What to work on:
**A.** In the article on the coronavirus slowdown, what are the answers to these questions?
(i) What earlier pandemic is coronavirus already more contagious than?
(ii) Which institution's scientists claimed a "significant breakthrough", according to Sky News reports?
(iii) What key Australian export industry has been jeopardised?
**B.** Could you extend the article on the coronavirus slowdown, starting right after its final sentence about the Chinese government's fury?

Coronavirus slowdown starts to bite the world’s industries

Coronavirus slowdown starts to bite the world’s industries, by Robert Gottliebsen.

The markets have shrugged off coronavirus woes, surging to several new highs around the world.

Never before in our history have global sharemarkets taken such an incredible gamble on the ability of our scientists, aided by artificial intelligence, to halt a rapidly spreading disease.

And the markets gamble is being fanned by excess world liquidity, aided by massive injections in China and the boom in the US economy which the market believes is likely to see US President Donald Trump returned for another four years.

But coronavirus is increasingly having a big impact in the real world.

We are watching, for example, a rapid shutdown of the world’s second largest economy in a desperate bid to try and contain the spread of the virus.

And those Chinese efforts are being matched by drastic action in countries, like Australia, which are closely bound to China. The dangers these political actions present to major industries will be horrific should the current crisis last for months.

It is already more contagious than the 1918 Spanish flu pandemic.

Vaccines soon?

But markets this week looked the other way to reports on Sky News of a “significant breakthrough” by scientists at Imperial College London, who claim to have reduced a stage of the development time for a coronavirus vaccine from two to three years to just 14 days. …

Students:

A key Australian export industry, tertiary education, has been jeopardised by an overzealous Australian Border Force, which detained Chinese students, cancelled valid student visas and sent some students back to China. The Chinese government was furious at their citizens’ treatment.

Data extract:
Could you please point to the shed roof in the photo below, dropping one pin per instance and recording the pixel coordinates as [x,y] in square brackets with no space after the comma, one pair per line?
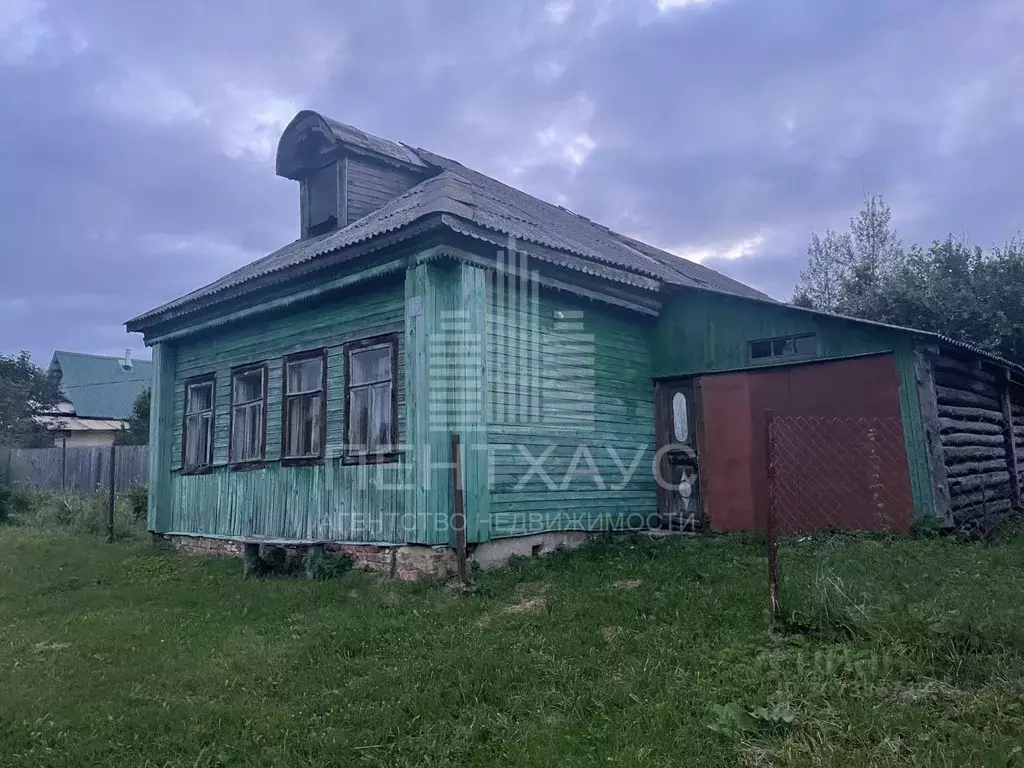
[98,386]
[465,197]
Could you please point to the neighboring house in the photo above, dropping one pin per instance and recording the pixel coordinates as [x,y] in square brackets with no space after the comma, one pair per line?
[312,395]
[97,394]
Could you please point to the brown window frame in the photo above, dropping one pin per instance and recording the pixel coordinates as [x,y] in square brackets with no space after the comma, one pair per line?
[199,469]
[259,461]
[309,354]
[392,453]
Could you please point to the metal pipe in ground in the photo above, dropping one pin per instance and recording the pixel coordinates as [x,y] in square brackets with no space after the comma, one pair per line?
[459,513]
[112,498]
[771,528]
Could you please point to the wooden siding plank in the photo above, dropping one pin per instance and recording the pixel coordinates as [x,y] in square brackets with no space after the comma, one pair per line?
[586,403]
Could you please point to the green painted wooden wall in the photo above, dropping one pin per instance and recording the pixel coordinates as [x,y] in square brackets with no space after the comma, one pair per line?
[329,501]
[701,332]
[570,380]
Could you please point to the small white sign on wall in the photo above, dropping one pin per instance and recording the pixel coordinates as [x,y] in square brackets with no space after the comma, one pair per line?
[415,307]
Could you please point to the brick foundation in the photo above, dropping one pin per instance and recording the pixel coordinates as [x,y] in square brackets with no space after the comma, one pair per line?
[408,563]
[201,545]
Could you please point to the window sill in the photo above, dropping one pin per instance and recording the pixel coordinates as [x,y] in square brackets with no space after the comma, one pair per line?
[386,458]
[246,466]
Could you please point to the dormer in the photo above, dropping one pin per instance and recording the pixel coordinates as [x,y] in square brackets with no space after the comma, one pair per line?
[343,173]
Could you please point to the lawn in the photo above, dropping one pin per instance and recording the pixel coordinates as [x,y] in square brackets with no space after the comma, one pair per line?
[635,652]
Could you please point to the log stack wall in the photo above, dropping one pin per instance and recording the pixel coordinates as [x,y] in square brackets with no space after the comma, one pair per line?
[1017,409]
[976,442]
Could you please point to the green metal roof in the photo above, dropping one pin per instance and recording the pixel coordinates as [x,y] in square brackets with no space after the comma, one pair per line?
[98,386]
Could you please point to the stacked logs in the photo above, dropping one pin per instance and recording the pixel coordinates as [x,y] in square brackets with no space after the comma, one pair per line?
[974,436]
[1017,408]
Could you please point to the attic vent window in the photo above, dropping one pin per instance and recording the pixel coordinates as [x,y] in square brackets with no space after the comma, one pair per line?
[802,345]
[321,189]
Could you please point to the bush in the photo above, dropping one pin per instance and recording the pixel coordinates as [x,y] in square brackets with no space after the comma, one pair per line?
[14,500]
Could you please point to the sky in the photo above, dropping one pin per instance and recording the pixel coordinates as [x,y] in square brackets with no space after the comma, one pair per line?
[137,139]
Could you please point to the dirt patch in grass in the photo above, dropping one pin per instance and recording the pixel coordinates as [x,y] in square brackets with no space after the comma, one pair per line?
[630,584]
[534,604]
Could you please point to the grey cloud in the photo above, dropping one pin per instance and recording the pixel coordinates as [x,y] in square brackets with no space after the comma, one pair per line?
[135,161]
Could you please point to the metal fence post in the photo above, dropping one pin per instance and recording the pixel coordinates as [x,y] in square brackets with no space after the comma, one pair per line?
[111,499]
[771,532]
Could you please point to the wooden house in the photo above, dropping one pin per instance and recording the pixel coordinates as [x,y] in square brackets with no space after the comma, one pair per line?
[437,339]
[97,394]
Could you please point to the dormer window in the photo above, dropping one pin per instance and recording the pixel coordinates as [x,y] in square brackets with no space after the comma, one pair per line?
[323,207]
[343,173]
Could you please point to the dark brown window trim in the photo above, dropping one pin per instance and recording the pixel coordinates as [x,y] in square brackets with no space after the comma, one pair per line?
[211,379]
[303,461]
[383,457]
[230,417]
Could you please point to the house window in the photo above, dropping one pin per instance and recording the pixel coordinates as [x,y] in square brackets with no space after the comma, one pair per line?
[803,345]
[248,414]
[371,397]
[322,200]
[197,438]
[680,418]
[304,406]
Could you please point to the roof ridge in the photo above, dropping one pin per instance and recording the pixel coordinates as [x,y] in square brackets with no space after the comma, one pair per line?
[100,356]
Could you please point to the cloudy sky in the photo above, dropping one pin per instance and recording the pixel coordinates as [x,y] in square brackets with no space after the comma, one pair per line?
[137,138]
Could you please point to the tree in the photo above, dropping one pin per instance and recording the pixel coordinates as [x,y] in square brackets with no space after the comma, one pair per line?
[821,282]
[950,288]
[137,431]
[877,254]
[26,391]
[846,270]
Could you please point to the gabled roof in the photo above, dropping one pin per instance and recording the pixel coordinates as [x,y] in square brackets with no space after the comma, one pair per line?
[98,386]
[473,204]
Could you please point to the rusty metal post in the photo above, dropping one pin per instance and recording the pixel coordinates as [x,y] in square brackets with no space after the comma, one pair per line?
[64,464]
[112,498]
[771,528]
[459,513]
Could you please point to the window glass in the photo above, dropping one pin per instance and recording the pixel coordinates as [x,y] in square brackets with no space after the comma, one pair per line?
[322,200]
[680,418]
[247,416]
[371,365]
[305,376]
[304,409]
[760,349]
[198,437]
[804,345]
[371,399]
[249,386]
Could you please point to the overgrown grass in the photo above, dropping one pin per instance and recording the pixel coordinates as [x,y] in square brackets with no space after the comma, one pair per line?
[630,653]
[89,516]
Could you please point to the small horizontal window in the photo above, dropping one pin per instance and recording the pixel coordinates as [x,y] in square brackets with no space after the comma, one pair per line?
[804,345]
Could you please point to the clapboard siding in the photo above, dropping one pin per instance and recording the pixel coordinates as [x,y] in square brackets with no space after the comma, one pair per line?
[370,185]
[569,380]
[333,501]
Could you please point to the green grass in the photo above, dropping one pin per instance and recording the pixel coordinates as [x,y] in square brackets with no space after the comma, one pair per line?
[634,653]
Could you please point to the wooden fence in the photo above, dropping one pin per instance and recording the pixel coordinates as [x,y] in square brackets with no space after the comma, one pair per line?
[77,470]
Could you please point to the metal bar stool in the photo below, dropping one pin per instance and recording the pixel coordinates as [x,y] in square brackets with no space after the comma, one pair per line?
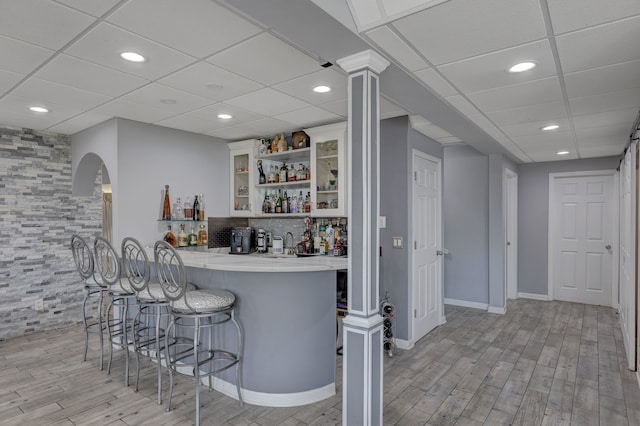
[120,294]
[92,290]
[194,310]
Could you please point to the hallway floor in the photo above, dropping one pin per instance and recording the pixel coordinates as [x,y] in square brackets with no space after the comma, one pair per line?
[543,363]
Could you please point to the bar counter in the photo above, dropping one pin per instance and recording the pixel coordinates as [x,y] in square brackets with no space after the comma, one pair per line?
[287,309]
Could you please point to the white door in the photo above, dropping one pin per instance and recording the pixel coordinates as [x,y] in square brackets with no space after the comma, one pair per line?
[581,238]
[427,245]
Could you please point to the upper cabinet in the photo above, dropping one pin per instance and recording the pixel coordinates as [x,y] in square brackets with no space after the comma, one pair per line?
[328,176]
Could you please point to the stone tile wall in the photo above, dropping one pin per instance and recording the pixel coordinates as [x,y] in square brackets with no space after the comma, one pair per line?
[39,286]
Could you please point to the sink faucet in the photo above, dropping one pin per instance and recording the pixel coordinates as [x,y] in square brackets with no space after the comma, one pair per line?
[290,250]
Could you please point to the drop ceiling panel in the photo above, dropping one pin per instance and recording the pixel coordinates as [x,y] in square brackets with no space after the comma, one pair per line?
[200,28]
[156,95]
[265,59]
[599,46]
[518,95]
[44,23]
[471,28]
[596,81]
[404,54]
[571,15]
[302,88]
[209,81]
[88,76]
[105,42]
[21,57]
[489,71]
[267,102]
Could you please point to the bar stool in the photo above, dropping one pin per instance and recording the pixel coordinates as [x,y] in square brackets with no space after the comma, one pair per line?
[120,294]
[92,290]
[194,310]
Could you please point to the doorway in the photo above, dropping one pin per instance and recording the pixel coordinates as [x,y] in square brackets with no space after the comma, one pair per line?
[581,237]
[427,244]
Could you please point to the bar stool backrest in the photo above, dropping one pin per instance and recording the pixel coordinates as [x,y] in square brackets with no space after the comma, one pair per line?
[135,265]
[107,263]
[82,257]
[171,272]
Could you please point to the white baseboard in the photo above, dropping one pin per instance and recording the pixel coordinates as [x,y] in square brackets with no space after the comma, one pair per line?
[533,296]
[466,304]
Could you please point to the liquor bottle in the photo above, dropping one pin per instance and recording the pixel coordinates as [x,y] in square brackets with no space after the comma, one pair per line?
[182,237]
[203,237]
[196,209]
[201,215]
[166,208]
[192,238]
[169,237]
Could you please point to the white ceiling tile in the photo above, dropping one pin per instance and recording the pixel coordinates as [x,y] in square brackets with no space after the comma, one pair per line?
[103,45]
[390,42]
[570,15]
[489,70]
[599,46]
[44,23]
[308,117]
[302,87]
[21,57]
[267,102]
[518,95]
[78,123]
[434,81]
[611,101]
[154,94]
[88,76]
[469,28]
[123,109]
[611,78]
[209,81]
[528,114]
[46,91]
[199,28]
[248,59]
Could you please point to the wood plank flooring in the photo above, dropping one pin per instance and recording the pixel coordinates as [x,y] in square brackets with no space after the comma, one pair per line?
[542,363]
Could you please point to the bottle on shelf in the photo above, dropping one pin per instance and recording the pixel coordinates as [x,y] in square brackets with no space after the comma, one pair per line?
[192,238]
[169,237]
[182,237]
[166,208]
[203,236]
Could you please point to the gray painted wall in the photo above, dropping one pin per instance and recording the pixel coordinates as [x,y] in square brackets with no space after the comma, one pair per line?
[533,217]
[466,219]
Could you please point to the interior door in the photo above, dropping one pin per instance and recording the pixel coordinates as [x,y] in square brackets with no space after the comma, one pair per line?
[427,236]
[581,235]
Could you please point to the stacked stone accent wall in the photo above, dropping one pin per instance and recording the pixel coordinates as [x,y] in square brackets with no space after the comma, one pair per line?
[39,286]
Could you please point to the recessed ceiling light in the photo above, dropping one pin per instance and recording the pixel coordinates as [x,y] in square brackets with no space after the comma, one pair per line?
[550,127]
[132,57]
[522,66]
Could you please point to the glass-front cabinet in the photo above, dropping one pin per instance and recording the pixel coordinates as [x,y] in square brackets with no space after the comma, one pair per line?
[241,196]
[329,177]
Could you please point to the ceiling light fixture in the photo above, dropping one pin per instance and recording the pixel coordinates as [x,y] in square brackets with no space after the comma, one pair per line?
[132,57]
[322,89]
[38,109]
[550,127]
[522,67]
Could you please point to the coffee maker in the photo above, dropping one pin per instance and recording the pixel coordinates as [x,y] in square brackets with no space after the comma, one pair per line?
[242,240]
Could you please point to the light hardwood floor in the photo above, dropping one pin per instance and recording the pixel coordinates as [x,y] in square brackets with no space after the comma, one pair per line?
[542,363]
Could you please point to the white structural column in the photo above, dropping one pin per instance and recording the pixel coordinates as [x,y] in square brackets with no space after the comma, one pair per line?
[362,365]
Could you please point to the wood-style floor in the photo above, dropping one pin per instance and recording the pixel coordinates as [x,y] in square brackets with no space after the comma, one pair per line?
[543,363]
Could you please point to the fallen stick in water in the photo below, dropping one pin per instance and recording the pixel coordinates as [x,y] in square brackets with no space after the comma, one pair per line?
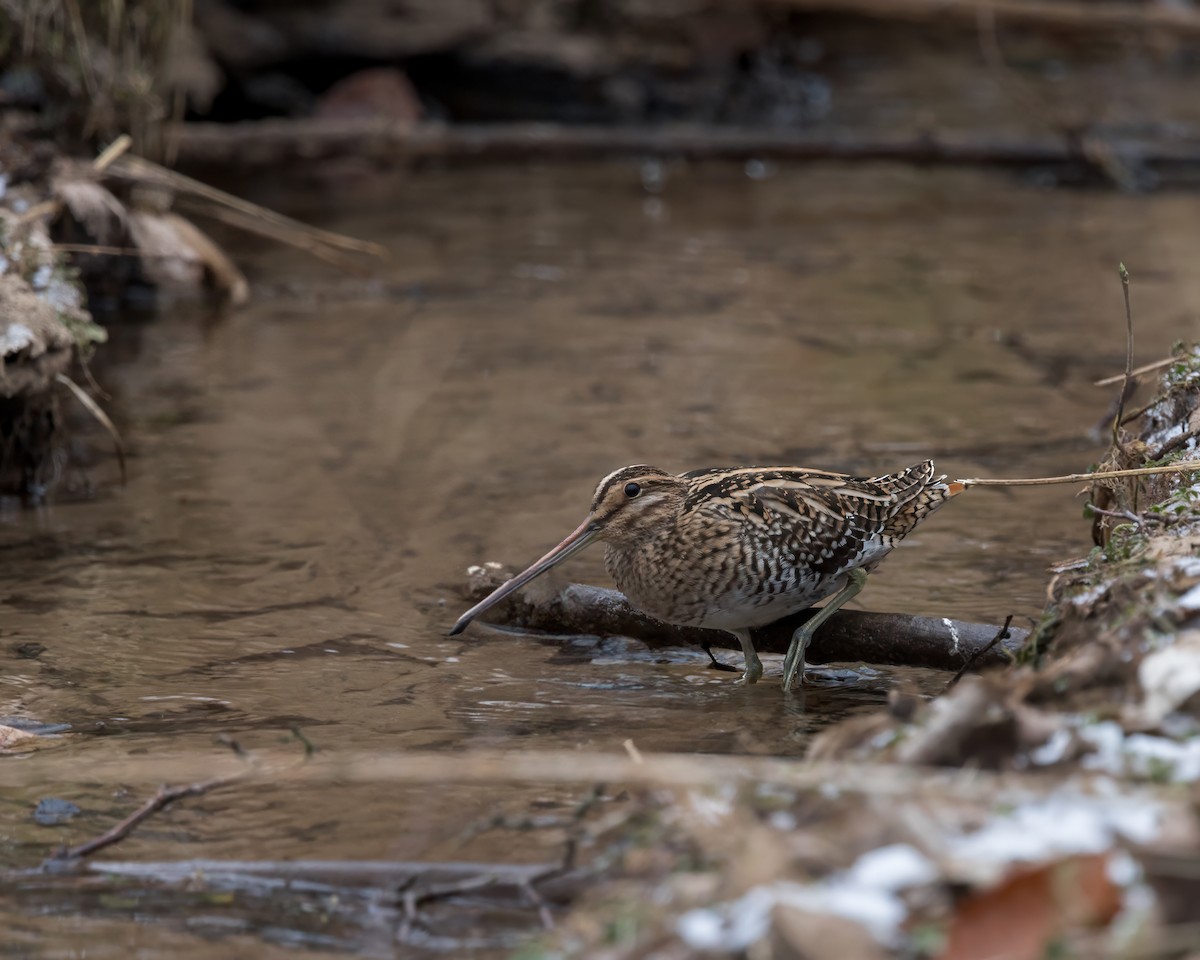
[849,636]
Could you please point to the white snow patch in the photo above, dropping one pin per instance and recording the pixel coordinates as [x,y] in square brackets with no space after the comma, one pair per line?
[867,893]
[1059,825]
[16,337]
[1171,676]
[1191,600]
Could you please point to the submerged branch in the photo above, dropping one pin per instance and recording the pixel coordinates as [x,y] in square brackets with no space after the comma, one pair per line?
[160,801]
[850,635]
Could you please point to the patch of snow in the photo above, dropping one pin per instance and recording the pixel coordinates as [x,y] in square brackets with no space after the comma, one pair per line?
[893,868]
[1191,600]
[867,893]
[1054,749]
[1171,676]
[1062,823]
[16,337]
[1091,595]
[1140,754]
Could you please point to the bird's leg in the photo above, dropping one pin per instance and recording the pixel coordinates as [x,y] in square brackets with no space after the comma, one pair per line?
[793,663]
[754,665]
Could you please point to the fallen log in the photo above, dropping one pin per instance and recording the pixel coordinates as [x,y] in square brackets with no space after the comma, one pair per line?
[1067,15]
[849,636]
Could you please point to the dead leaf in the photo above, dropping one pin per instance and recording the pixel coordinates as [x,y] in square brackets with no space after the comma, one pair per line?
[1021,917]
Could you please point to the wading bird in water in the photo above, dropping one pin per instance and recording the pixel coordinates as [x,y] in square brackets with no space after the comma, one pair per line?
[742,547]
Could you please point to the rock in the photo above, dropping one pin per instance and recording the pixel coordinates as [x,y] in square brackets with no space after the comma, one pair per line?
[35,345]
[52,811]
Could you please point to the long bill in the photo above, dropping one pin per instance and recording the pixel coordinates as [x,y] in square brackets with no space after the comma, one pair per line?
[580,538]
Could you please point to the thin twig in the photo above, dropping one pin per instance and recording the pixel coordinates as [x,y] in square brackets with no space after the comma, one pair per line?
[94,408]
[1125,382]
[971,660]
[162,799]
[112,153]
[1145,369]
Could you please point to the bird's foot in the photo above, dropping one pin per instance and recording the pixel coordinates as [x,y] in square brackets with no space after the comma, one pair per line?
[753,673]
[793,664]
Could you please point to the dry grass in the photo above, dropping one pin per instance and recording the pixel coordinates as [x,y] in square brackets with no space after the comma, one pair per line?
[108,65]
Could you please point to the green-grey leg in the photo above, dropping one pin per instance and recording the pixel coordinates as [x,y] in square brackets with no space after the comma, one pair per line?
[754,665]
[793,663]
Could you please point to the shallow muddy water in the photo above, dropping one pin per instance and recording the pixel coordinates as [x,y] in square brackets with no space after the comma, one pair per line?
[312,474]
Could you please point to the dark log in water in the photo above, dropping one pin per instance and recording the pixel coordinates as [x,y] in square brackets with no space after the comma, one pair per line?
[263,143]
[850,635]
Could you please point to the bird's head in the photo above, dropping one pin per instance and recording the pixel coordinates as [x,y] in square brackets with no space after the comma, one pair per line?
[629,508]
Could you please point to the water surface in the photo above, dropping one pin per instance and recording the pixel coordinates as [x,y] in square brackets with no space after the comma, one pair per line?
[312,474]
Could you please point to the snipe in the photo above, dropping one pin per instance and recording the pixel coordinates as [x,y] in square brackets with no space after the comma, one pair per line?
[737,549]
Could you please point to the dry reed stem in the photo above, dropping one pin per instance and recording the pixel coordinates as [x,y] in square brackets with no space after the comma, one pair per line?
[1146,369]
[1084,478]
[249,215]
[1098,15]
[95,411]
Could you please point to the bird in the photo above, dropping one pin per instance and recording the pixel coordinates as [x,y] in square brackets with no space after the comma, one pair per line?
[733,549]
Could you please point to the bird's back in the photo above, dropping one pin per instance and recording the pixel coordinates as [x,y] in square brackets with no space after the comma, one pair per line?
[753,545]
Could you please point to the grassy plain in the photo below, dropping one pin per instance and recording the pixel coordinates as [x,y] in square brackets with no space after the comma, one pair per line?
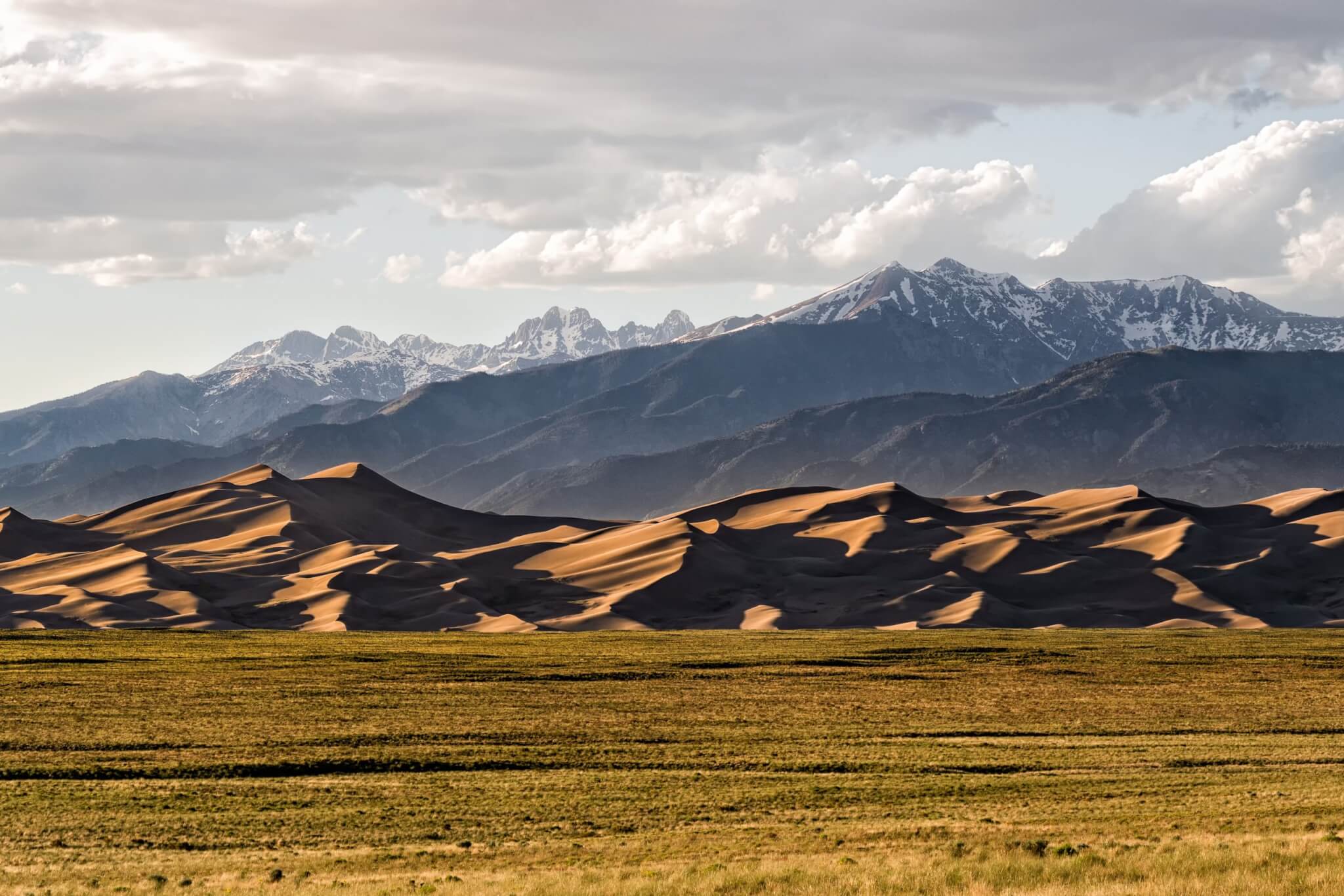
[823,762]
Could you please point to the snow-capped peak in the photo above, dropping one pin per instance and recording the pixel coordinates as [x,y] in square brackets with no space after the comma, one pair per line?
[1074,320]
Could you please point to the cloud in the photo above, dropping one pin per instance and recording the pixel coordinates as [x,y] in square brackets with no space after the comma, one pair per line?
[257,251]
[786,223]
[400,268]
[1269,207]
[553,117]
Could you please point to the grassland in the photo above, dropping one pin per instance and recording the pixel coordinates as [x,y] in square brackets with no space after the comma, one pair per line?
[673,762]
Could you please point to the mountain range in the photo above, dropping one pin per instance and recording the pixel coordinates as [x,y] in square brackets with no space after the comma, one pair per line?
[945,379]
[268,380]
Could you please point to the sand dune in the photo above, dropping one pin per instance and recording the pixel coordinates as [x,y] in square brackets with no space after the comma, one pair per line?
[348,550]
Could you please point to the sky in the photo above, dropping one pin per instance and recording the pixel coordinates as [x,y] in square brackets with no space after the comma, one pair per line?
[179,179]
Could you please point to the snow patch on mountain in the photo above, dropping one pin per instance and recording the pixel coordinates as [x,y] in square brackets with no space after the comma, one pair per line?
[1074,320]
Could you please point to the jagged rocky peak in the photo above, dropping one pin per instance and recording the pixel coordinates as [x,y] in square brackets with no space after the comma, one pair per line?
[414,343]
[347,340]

Answers below:
**A.**
(i) The 1918 Spanish flu pandemic.
(ii) Imperial College London.
(iii) Tertiary education.

**B.**
China is Australia’s largest source of international students, which spent $12.1bn on education services in Australia last year. More than 100,000 Chinese students who are enrolled for courses in Australian tertiary education this year are still overseas. Most are likely to be stranded in China by the travel ban. …

Others:

The world’s gambling capital Macau will shut its 41 casinos for half a month. It’s like closing the Las Vegas Strip, six times over. …

Most tech-related manufacturers in China, including robotic companies and car makers are saying there is no clear sign of when their production will return to normal. …

If component and material makers resume production later than February 10, it could become a big problem for the whole supply chain because key components, including printed circuit boards, passive components, casings and paper packaging are still mainly made in China. …

The Queensland gas crisis also illustrates the problem for global shipping. The 14-day quarantine on Australian vessels that leave China after February 1 could cause delays and bottlenecks at the LNG port of Gladstone, which typically receives ships every few days. Similarly, tankers travelling to China will hit problems when they attempt to travel to other international destinations.